» **Short task**:
Please change every "Class of interest" in the material below to "Target category", keeping all other text the same. Write out the result without the pictures.

******************************

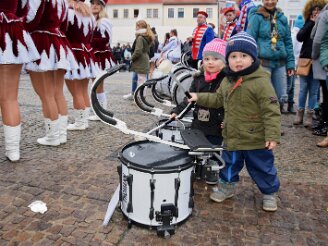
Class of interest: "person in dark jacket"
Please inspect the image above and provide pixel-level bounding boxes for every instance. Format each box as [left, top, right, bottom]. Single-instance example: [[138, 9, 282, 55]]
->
[[171, 38, 226, 184], [293, 0, 327, 127], [123, 20, 154, 100]]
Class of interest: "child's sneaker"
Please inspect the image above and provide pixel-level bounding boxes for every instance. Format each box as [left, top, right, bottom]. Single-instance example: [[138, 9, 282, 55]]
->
[[210, 179, 235, 202], [205, 160, 219, 185], [263, 193, 278, 212]]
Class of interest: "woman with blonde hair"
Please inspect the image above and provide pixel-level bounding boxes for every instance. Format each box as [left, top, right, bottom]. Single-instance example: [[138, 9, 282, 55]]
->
[[123, 20, 155, 100], [293, 0, 328, 127], [89, 0, 115, 120], [65, 0, 99, 130]]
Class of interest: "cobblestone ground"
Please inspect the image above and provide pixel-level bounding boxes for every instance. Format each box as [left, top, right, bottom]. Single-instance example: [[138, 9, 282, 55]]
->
[[0, 70, 328, 246]]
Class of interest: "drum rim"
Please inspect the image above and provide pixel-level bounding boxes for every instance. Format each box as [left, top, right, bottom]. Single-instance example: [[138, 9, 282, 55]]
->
[[118, 140, 194, 174]]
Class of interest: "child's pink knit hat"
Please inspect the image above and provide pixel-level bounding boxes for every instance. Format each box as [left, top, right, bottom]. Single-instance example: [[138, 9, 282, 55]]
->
[[203, 38, 227, 62]]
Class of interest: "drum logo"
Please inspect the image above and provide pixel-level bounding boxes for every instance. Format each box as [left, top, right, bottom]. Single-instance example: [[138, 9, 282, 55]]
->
[[122, 174, 128, 203]]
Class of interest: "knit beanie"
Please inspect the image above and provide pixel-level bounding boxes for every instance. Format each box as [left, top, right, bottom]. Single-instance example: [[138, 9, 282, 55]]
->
[[294, 15, 304, 29], [203, 38, 226, 62], [225, 32, 257, 62]]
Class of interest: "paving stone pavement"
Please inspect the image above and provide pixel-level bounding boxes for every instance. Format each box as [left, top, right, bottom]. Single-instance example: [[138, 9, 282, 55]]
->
[[0, 72, 328, 246]]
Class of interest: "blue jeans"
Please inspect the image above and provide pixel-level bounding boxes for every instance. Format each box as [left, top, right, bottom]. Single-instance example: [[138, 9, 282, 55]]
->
[[263, 66, 287, 103], [132, 72, 148, 94], [298, 70, 320, 110], [219, 149, 280, 194], [287, 75, 295, 103]]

******************************

» **Result of the exercise**:
Target category: "person in dark jacket"
Please inspect the image above and provide pixel-level bounding boxes for every instance. Format each box as [left, top, right, bottom]. Single-instance example: [[138, 9, 282, 55]]
->
[[171, 38, 226, 184], [293, 0, 327, 127], [123, 20, 154, 100]]
Target category: "child's sneaker"
Please inspect the image above and provide pixel-level bounding boxes for every instance. Format each box as [left, top, right, bottom]. Single-instance example: [[138, 9, 282, 55]]
->
[[210, 179, 235, 202], [205, 160, 219, 185], [263, 193, 278, 212]]
Target category: "woman with blonde hair"
Please inspect the image above and provide pixel-level bounding boxes for every instance. Format each box as [left, top, right, bottom]. Single-instance example: [[138, 9, 282, 55]]
->
[[123, 20, 155, 100], [293, 0, 328, 127], [89, 0, 115, 120], [65, 0, 99, 130]]
Target category: "cobblestone ground"
Please inspect the image above and provide pixel-level bounding boxes for every instance. Format each box as [left, top, right, bottom]. Single-instance example: [[138, 9, 282, 55]]
->
[[0, 70, 328, 246]]
Target category: "drum rim"
Please inspect the image above and provide pixel-level bounding boxes for every instance. Format each box as [left, top, right, bottom]. Single-instance example: [[138, 9, 282, 55]]
->
[[118, 140, 194, 174]]
Target category: "child's pink knit hat"
Please inspect the image above and provide pixel-level bounding boxes for every instance. Format each box as [left, top, right, bottom]. Single-instance example: [[138, 9, 282, 55]]
->
[[203, 38, 227, 62]]
Target category: "drum logo"
Please inspect the image above and provide pixel-level bounding boxes for every instance. Format each box as [left, top, right, bottom]. Single-instance example: [[138, 9, 282, 55]]
->
[[122, 174, 128, 203]]
Target category: "knit beanie"
Please inspect the image above and provide pixel-level bounding boxes for every instance. Format each box as [left, top, right, bottom]. Single-instance example: [[138, 9, 282, 55]]
->
[[294, 15, 304, 29], [203, 38, 226, 62], [225, 32, 257, 62]]
Target category: "paving stone pavement"
Please inspect the image above and provide pixel-level bounding boxes for every instance. Format each box as [left, top, right, bottom]. Single-instance example: [[138, 9, 282, 55]]
->
[[0, 72, 328, 246]]
Target category: "blue jeans"
Please inspect the image above and provide pixel-level bounding boxes for every instance. Format each box as [left, top, right, bottom]. Single-instance example: [[138, 9, 282, 55]]
->
[[263, 66, 287, 103], [132, 72, 148, 94], [298, 70, 320, 110], [219, 149, 280, 194], [287, 75, 295, 103]]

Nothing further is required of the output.